══ Verilen metin ══

2005 yılında Yekitîya-Star adıyla kurulan ve 2012 yılı Rojava Devrimi’ne dek gizli bir biçimde Rojava’nın köy ve kasabalarında kadınları örgütleyen Kongreya Star (Rojava ve Kuzey Suriye Kadın Kongresi) bu sürecin bir parçası olarak Kürdistan’ın batısında ortaya çıktı ve diğer parçalardaki kadın kongreleri ve örgütlenmeleriyle ideolojik ortaklık ve hedefler doğrultusunda hareket etti. Kongreya Star bugün Rojava ve Kuzey Suriye’de açığa çıkan toplumsal dönüşümü gerçek anlamda bir kadın özgürleşme projesine dönüştürme saikiyle hareket ediyor. Bu anlamıyla Kongreya Star’ın örgütlenme ilkelerine, yöntemlerine ve ulaştığı örgütlülük düzeyine baktığımızda kadın devriminin gerçek anlamının tarihte ilk kez bütünlüklü bir biçimde yaratıldığını görürüz.

═══
══ Verilen liste ══

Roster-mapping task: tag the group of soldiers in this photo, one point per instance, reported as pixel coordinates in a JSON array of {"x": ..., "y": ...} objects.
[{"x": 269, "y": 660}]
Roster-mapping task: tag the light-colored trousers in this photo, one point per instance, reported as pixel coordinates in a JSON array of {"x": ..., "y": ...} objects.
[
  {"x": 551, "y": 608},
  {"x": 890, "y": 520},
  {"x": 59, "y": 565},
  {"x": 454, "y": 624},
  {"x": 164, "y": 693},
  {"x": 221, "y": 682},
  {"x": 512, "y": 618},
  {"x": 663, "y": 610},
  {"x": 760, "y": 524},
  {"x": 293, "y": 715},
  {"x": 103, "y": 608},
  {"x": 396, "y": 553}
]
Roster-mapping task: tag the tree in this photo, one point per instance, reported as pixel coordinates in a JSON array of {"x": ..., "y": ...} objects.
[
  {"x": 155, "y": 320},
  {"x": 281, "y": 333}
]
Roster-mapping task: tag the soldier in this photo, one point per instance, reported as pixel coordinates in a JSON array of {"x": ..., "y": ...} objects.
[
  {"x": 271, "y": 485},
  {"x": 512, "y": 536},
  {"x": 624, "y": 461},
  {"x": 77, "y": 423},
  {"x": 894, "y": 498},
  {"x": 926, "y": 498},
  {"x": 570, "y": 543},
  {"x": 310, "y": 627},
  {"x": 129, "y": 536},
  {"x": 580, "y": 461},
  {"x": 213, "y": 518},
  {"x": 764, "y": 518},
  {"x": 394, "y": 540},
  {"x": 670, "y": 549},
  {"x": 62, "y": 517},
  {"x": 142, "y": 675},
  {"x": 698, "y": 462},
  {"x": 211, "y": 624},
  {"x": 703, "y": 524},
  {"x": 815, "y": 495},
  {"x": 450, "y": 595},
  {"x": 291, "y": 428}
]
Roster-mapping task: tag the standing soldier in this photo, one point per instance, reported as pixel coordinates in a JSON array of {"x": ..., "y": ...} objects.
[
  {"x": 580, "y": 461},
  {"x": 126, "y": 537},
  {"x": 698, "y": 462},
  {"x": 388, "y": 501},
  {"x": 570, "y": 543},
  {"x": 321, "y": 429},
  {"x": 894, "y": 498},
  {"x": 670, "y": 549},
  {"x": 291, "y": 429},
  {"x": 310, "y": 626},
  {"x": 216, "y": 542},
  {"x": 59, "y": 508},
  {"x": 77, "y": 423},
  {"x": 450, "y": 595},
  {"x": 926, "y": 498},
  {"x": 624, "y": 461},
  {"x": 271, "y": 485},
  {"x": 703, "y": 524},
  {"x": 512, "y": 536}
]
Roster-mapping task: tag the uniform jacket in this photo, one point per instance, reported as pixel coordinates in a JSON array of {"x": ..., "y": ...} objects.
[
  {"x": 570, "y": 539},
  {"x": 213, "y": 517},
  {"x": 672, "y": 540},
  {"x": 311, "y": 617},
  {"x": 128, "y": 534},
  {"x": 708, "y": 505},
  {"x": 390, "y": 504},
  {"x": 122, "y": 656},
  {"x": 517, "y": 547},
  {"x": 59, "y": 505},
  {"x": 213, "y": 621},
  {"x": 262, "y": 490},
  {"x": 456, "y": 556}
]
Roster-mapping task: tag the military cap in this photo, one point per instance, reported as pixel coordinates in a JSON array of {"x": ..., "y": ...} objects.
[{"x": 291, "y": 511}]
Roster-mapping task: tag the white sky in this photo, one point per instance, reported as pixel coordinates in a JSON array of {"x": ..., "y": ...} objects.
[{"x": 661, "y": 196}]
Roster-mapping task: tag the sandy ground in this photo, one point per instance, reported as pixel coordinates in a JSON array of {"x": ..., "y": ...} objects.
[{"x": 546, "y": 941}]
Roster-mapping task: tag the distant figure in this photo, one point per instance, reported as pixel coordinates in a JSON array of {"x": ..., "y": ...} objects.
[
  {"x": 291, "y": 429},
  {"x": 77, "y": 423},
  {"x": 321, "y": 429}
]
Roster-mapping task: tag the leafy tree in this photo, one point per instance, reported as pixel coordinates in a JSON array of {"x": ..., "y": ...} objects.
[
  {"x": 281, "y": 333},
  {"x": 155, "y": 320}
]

═══

* **İstenenler**:
Metne göre Kongreya Star hangi yılda ve hangi adla kuruldu? Yanıt için yalnızca metindeki bilgileri kullanın.

* **Doğru yanıt**:
Kongreya Star, 2005 yılında Yekitîya-Star adıyla kuruldu.